*REQUIRED TASK*. Starting at the line with "--detect green grass --format json_objects" and going through the last line of the listing below, write out every line again, requests included. Multiply each box coordinate in the answers by 0.25 and round it to a whole number, rounding halves up.

*RECORD EXTRACTS*.
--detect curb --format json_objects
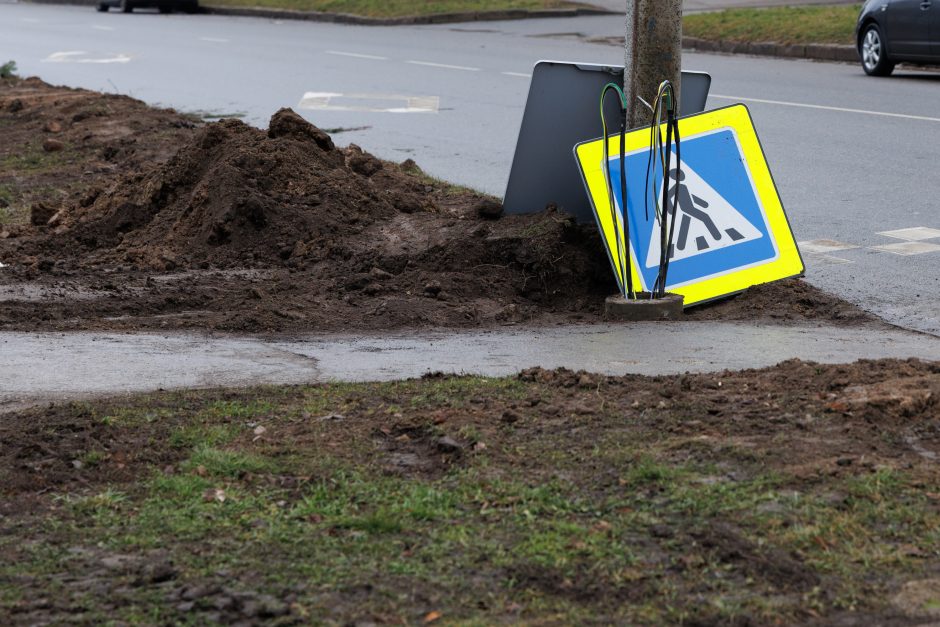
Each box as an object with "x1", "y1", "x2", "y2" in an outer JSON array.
[
  {"x1": 201, "y1": 6, "x2": 614, "y2": 26},
  {"x1": 28, "y1": 0, "x2": 619, "y2": 26},
  {"x1": 682, "y1": 37, "x2": 858, "y2": 63}
]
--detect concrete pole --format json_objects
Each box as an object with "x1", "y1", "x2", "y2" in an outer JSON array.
[{"x1": 623, "y1": 0, "x2": 682, "y2": 128}]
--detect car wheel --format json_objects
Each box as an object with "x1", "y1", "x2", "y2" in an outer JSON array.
[{"x1": 858, "y1": 23, "x2": 894, "y2": 76}]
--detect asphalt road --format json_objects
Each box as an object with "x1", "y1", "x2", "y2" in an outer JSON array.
[{"x1": 0, "y1": 4, "x2": 940, "y2": 335}]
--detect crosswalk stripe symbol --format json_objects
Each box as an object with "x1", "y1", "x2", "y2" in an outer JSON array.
[{"x1": 646, "y1": 164, "x2": 763, "y2": 268}]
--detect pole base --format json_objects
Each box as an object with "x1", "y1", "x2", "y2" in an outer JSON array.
[{"x1": 604, "y1": 292, "x2": 685, "y2": 322}]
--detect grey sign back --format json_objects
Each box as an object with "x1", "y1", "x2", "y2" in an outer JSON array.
[{"x1": 503, "y1": 61, "x2": 712, "y2": 223}]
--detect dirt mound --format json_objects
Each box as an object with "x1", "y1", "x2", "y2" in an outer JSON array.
[
  {"x1": 0, "y1": 79, "x2": 872, "y2": 332},
  {"x1": 48, "y1": 109, "x2": 437, "y2": 269},
  {"x1": 0, "y1": 78, "x2": 199, "y2": 228}
]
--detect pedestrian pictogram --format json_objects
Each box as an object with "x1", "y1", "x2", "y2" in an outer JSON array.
[
  {"x1": 575, "y1": 105, "x2": 804, "y2": 305},
  {"x1": 646, "y1": 166, "x2": 763, "y2": 268}
]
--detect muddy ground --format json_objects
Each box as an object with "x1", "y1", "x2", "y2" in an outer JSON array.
[
  {"x1": 0, "y1": 79, "x2": 875, "y2": 332},
  {"x1": 0, "y1": 360, "x2": 940, "y2": 625}
]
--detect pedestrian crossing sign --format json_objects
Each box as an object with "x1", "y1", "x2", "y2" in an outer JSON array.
[{"x1": 575, "y1": 104, "x2": 804, "y2": 305}]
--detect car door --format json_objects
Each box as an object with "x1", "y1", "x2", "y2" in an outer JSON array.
[
  {"x1": 885, "y1": 0, "x2": 940, "y2": 59},
  {"x1": 927, "y1": 0, "x2": 940, "y2": 62}
]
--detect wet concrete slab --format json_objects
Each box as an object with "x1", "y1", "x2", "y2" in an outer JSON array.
[{"x1": 0, "y1": 322, "x2": 940, "y2": 410}]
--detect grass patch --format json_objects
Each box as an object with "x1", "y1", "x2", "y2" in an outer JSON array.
[
  {"x1": 0, "y1": 369, "x2": 940, "y2": 624},
  {"x1": 682, "y1": 4, "x2": 861, "y2": 45},
  {"x1": 208, "y1": 0, "x2": 584, "y2": 17}
]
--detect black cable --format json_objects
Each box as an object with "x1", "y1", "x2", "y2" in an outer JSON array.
[
  {"x1": 663, "y1": 119, "x2": 682, "y2": 294},
  {"x1": 620, "y1": 109, "x2": 633, "y2": 298}
]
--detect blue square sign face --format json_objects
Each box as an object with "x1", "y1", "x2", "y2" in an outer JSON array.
[{"x1": 609, "y1": 127, "x2": 779, "y2": 290}]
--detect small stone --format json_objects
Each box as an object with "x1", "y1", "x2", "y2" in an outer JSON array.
[
  {"x1": 437, "y1": 435, "x2": 463, "y2": 453},
  {"x1": 42, "y1": 137, "x2": 65, "y2": 152},
  {"x1": 650, "y1": 525, "x2": 676, "y2": 538},
  {"x1": 476, "y1": 198, "x2": 503, "y2": 220},
  {"x1": 46, "y1": 209, "x2": 65, "y2": 228},
  {"x1": 29, "y1": 202, "x2": 58, "y2": 226}
]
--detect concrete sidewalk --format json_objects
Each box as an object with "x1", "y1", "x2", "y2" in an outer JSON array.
[{"x1": 0, "y1": 322, "x2": 940, "y2": 411}]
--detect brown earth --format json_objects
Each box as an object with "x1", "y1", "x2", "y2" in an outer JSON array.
[{"x1": 0, "y1": 79, "x2": 875, "y2": 332}]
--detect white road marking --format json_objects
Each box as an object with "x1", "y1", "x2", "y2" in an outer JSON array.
[
  {"x1": 878, "y1": 226, "x2": 940, "y2": 242},
  {"x1": 297, "y1": 91, "x2": 441, "y2": 113},
  {"x1": 324, "y1": 50, "x2": 388, "y2": 61},
  {"x1": 871, "y1": 242, "x2": 940, "y2": 256},
  {"x1": 809, "y1": 253, "x2": 855, "y2": 266},
  {"x1": 42, "y1": 50, "x2": 131, "y2": 63},
  {"x1": 405, "y1": 61, "x2": 480, "y2": 72},
  {"x1": 709, "y1": 94, "x2": 940, "y2": 122},
  {"x1": 797, "y1": 239, "x2": 859, "y2": 255}
]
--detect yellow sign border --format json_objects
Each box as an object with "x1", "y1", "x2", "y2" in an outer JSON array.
[{"x1": 574, "y1": 104, "x2": 806, "y2": 306}]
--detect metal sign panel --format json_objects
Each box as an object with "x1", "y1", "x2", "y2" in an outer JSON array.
[
  {"x1": 503, "y1": 61, "x2": 711, "y2": 224},
  {"x1": 575, "y1": 104, "x2": 804, "y2": 305}
]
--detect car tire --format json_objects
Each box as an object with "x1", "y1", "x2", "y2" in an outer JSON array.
[{"x1": 858, "y1": 22, "x2": 894, "y2": 76}]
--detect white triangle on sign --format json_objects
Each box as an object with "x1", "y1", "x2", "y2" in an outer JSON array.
[{"x1": 646, "y1": 159, "x2": 764, "y2": 268}]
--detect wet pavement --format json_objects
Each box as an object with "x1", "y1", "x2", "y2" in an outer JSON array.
[{"x1": 0, "y1": 322, "x2": 940, "y2": 410}]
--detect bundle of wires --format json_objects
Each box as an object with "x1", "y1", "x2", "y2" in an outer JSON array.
[
  {"x1": 600, "y1": 83, "x2": 636, "y2": 299},
  {"x1": 644, "y1": 81, "x2": 682, "y2": 298}
]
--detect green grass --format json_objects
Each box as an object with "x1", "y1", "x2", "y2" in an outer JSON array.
[
  {"x1": 206, "y1": 0, "x2": 583, "y2": 17},
  {"x1": 0, "y1": 377, "x2": 940, "y2": 624},
  {"x1": 682, "y1": 4, "x2": 861, "y2": 44}
]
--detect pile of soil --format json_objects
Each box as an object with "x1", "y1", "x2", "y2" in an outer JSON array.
[
  {"x1": 0, "y1": 78, "x2": 199, "y2": 228},
  {"x1": 0, "y1": 79, "x2": 871, "y2": 331}
]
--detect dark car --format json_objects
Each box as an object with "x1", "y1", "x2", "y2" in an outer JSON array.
[
  {"x1": 855, "y1": 0, "x2": 940, "y2": 76},
  {"x1": 98, "y1": 0, "x2": 199, "y2": 13}
]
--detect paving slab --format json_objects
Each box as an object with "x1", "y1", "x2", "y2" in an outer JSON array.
[{"x1": 0, "y1": 322, "x2": 940, "y2": 411}]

*ANSWER TO THIS PROBLEM*.
--detect green grass --format json_objects
Each box as an object with "x1", "y1", "x2", "y2" in an outer JSON array.
[
  {"x1": 52, "y1": 0, "x2": 146, "y2": 4},
  {"x1": 0, "y1": 94, "x2": 235, "y2": 156},
  {"x1": 171, "y1": 1, "x2": 215, "y2": 11}
]
--detect pile of soil --format json_objects
Each box as an object with "x1", "y1", "x2", "y2" in an outer JSON array.
[
  {"x1": 0, "y1": 20, "x2": 50, "y2": 57},
  {"x1": 0, "y1": 20, "x2": 218, "y2": 83}
]
--detect dark car --format json_objects
Each box as an object with "x1", "y1", "x2", "y2" in an outer JSON array.
[
  {"x1": 214, "y1": 0, "x2": 235, "y2": 19},
  {"x1": 25, "y1": 0, "x2": 50, "y2": 3}
]
--detect paving slab --format json_objects
Each box as an object with "x1", "y1", "x2", "y2" in an outer JSON array.
[{"x1": 0, "y1": 81, "x2": 235, "y2": 103}]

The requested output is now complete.